AIM: Please recast every line below as a Markdown table with the columns Row and Content, numbering each row and skipping blank lines. Leave the pictures out of the table.
-- BEGIN --
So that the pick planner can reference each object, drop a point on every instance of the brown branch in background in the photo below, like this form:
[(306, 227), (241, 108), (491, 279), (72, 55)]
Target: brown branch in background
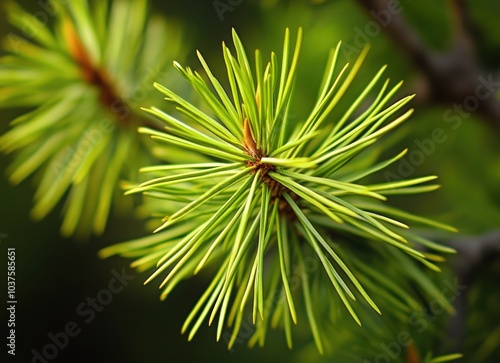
[(453, 76), (93, 75), (474, 254)]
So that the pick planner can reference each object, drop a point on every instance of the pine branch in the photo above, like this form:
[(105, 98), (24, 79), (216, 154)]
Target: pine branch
[(450, 76), (474, 254)]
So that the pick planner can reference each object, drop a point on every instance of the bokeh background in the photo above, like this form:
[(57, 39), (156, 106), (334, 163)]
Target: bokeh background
[(55, 275)]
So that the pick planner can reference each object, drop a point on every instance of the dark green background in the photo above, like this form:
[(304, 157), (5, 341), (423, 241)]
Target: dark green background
[(55, 275)]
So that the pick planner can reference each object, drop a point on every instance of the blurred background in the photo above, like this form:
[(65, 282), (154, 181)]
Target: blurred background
[(443, 50)]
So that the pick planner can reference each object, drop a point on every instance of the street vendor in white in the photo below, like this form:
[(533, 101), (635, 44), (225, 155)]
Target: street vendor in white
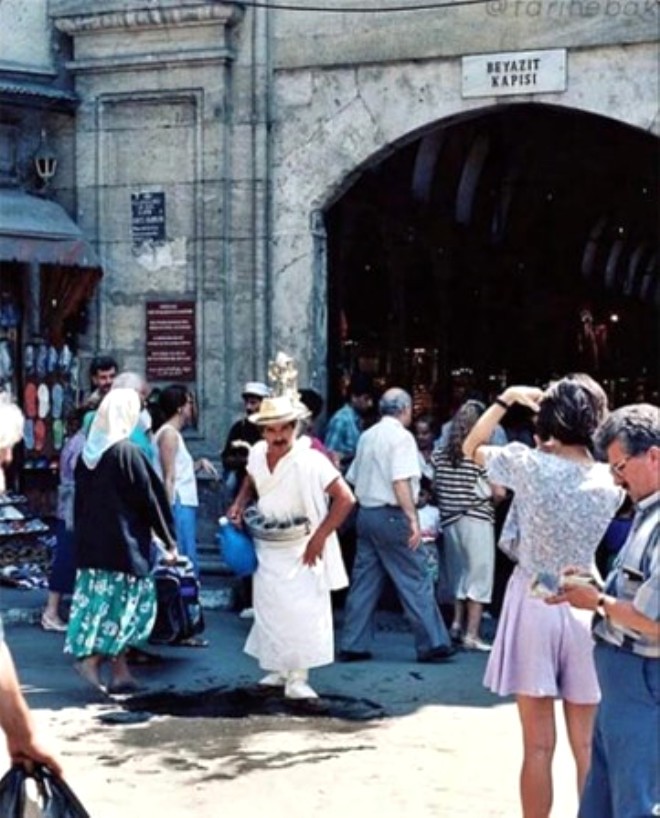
[(301, 500)]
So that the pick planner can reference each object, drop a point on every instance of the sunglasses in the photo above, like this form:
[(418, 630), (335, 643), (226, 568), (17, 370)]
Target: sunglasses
[(619, 467)]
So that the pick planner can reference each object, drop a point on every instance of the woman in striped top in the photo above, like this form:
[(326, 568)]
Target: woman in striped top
[(466, 501)]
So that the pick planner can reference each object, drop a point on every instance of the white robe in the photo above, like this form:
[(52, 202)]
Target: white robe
[(293, 627)]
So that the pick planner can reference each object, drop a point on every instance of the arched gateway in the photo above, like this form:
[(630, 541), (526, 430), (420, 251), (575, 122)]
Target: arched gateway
[(512, 240), (508, 244)]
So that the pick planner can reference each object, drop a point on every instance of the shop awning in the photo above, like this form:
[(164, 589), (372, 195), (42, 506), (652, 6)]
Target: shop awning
[(39, 230)]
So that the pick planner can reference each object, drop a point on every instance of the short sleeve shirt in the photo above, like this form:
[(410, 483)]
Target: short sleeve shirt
[(635, 577), (386, 452), (563, 507)]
-- END --
TASK RESULT:
| Row | Content |
|---|---|
| 1 | So that the pick planner can reference each object, drop a point on every instance of the brown branch in background in the photo below, like this form: |
| 2 | [(306, 227), (241, 108), (491, 279), (72, 55)] |
| 3 | Target: brown branch in background |
| 4 | [(453, 76), (93, 75), (474, 254)] |
| 5 | So that the pick planner can reference each object, drop a point on every instance of the pine branch in the photo above, like this form: |
| 6 | [(105, 98), (24, 79), (216, 154)] |
| 7 | Target: pine branch |
| 8 | [(450, 76), (474, 254)] |
| 9 | So that the pick planner can reference each object, drop a point on every instance of the bokeh background in the photo above, like this form: |
| 10 | [(57, 39), (156, 106), (334, 163)] |
| 11 | Target: bokeh background |
| 12 | [(55, 275)] |
| 13 | So that the pick planner can reference each object, drop a point on every instance of the dark green background in the photo above, like this form: |
| 14 | [(304, 157), (5, 341), (423, 241)] |
| 15 | Target: dark green background |
| 16 | [(55, 275)] |
| 17 | So that the pick planner can reference each object, drop a point on every instance of the blurred background in the photo above, like this form: |
| 18 | [(65, 282), (154, 181)] |
| 19 | Target: blurred background |
| 20 | [(443, 50)] |
| 21 | So that the pick planner can reference each object, drop a point on every instance of the street vendor in white in the photo below, like this form: |
| 22 | [(533, 101), (635, 44), (225, 155)] |
| 23 | Target: street vendor in white |
| 24 | [(301, 500)] |
| 25 | So that the pick planner can reference each object, drop a point on every instance of the sunglasses in the photo above, like this form: |
| 26 | [(418, 630), (335, 643), (226, 568), (17, 370)] |
| 27 | Target: sunglasses |
| 28 | [(619, 467)] |
| 29 | So that the pick planner can reference each object, drop a point on every instance of the woman in striped top in the photo above, like this form: |
| 30 | [(326, 568)] |
| 31 | Target: woman in striped top |
| 32 | [(466, 501)] |
| 33 | So that the pick planner can reference each object, drop a point on every instance of the white robe in the photo above, like this form: |
| 34 | [(52, 202)] |
| 35 | Target: white robe |
| 36 | [(293, 627)] |
| 37 | So that the pick planner can reference each object, drop a point on every instance of the arched gateway in the photo above, like this form: |
| 38 | [(630, 541), (526, 430), (420, 251), (575, 122)] |
| 39 | Target: arched gateway |
| 40 | [(512, 240), (508, 244)] |
| 41 | So that the pick planner can reference each object, drop a point on every instance of the shop awning in the photo above, like this form: |
| 42 | [(164, 589), (372, 195), (42, 506), (652, 6)] |
| 43 | Target: shop awning |
| 44 | [(39, 230)] |
| 45 | So that the pick planner can reference each object, drop a point on every instance of the short sleeve shirt in the photo above, like this form: |
| 46 | [(410, 483)] |
| 47 | Target: short sleeve shirt |
| 48 | [(635, 577), (386, 452), (563, 507)] |